| Gekozen fragment |
Historisch overzicht

Koning Willem I

Het handboek van de Nederlandse munten van 1795 - 2001

Terug naar de pagina 'Historische overzichten'...

Willem I: Souverein Vorst 1813-1815 en Koning 1815-1840

Willem Frederik was de zoon van de stadhouder van de Zeven Verenigde Provinciën, Willem V van Oranje, en Frederica Sophia Wilhelmina van Pruisen. Zijn oom was koning Frederik Willem II van Pruisen, de neef en opvolger van Frederik de Grote.

| Aangeleverde regels |
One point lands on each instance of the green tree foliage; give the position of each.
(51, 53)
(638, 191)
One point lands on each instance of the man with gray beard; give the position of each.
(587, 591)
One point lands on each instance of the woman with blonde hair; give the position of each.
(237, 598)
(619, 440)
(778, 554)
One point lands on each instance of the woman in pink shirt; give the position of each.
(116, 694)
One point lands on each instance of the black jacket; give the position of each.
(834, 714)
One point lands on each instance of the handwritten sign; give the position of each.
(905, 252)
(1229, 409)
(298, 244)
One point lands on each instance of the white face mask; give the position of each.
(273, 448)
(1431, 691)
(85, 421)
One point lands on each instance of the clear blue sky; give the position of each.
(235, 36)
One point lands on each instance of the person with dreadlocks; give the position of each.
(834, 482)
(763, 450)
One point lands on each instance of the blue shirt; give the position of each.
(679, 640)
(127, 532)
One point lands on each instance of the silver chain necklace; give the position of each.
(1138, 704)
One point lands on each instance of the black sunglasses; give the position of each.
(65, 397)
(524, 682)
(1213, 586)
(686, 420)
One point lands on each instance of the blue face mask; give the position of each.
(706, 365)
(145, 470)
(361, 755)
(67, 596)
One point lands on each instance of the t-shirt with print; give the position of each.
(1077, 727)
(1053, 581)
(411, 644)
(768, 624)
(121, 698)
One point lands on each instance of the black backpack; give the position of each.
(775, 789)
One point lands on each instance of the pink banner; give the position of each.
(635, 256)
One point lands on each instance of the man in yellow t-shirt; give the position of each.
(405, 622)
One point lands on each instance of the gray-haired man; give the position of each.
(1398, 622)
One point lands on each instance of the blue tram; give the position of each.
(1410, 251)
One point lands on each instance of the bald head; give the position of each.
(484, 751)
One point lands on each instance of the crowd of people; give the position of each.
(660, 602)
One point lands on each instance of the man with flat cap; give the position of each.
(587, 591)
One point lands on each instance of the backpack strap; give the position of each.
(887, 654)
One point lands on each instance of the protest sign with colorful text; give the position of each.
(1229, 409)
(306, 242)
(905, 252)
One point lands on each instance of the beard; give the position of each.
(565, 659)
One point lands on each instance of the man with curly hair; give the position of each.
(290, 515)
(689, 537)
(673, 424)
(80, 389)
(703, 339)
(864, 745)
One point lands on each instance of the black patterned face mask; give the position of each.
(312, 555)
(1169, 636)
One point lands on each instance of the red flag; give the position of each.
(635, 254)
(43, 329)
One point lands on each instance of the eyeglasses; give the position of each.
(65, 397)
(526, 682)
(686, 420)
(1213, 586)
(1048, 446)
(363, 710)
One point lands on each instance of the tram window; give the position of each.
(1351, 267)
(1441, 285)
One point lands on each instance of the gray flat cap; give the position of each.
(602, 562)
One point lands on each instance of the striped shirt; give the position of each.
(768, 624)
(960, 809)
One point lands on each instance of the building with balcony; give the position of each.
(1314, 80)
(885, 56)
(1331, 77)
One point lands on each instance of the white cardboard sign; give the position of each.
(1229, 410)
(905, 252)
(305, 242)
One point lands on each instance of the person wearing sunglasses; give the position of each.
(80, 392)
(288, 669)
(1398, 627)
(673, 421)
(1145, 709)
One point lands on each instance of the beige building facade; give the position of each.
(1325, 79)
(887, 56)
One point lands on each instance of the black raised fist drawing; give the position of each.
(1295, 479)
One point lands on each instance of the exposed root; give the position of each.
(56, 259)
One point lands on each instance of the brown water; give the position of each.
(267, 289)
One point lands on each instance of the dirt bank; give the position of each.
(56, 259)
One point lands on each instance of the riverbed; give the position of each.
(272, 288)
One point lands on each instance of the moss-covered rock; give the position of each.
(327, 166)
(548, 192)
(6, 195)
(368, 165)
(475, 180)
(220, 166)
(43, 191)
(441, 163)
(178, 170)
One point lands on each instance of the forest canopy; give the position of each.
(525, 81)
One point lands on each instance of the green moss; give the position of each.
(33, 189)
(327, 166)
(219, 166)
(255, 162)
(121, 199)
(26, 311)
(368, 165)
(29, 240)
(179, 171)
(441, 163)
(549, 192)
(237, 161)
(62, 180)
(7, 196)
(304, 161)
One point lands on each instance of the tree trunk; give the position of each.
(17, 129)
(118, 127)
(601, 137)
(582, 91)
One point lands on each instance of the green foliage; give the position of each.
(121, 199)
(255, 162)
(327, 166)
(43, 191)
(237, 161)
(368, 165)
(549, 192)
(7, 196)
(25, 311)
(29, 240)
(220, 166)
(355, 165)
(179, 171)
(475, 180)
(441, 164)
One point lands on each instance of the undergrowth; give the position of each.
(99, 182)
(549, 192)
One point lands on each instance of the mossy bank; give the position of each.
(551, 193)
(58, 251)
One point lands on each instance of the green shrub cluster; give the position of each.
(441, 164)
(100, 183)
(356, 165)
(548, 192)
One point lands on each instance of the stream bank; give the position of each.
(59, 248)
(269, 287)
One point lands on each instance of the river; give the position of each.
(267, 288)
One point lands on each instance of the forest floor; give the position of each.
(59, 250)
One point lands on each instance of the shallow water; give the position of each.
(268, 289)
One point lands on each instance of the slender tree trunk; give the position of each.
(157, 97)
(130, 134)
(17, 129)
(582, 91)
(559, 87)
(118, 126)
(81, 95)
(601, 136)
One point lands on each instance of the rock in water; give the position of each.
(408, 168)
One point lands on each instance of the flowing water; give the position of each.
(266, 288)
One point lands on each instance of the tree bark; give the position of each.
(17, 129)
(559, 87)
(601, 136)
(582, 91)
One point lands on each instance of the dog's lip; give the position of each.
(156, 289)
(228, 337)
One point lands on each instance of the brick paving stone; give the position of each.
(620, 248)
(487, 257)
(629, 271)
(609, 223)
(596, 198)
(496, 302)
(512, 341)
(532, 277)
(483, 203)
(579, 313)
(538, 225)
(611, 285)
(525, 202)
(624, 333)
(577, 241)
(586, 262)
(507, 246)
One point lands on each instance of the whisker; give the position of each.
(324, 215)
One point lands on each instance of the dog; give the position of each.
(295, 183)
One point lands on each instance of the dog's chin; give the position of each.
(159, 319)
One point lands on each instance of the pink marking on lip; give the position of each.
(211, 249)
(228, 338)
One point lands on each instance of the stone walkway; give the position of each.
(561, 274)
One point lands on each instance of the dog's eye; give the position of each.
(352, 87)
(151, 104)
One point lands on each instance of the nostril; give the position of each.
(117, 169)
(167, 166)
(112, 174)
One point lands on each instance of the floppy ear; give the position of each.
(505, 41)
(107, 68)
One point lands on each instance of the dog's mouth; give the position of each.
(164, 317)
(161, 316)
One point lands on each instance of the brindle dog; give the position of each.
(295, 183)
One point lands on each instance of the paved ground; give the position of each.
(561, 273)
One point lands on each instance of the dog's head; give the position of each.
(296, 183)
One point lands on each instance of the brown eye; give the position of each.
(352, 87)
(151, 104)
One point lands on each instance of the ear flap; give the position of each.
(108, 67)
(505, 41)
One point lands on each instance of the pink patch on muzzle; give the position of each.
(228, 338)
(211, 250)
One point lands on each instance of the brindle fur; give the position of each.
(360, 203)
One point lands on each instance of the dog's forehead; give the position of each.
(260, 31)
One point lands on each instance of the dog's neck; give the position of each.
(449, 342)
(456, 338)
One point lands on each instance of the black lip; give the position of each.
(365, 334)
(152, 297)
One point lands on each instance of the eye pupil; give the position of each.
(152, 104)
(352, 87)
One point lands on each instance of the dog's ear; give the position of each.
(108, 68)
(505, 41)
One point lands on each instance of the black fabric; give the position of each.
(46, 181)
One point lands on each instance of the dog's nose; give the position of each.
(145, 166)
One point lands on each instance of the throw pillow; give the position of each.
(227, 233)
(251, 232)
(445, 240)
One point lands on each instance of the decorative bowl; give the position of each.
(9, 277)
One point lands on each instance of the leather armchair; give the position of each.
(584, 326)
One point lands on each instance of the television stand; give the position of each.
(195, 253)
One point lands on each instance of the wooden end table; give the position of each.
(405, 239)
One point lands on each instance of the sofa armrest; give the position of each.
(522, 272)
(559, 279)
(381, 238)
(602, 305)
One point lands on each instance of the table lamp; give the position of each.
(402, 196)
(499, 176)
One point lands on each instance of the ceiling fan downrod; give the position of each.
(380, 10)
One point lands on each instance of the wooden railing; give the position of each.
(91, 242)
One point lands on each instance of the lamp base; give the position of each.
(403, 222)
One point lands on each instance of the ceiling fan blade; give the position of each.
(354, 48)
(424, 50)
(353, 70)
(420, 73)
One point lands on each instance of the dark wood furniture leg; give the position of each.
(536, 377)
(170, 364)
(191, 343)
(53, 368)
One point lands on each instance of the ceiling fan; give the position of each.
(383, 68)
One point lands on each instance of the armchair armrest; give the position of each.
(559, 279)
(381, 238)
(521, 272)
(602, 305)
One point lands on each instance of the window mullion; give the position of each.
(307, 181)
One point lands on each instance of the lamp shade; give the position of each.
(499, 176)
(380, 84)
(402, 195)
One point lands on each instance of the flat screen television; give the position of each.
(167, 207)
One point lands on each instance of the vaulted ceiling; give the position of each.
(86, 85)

| Opdracht |
Herhaal woordelijk het stuk uit het fragment over Willem I dat begint bij "Willem Frederik was" en eindigt bij "Frederik de Grote.". Voor deze oefening heb je de regels niet nodig.

| Antwoord |
Willem Frederik was de zoon van de stadhouder van de Zeven Verenigde Provinciën, Willem V van Oranje, en Frederica Sophia Wilhelmina van Pruisen. Zijn oom was koning Frederik Willem II van Pruisen, de neef en opvolger van Frederik de Grote.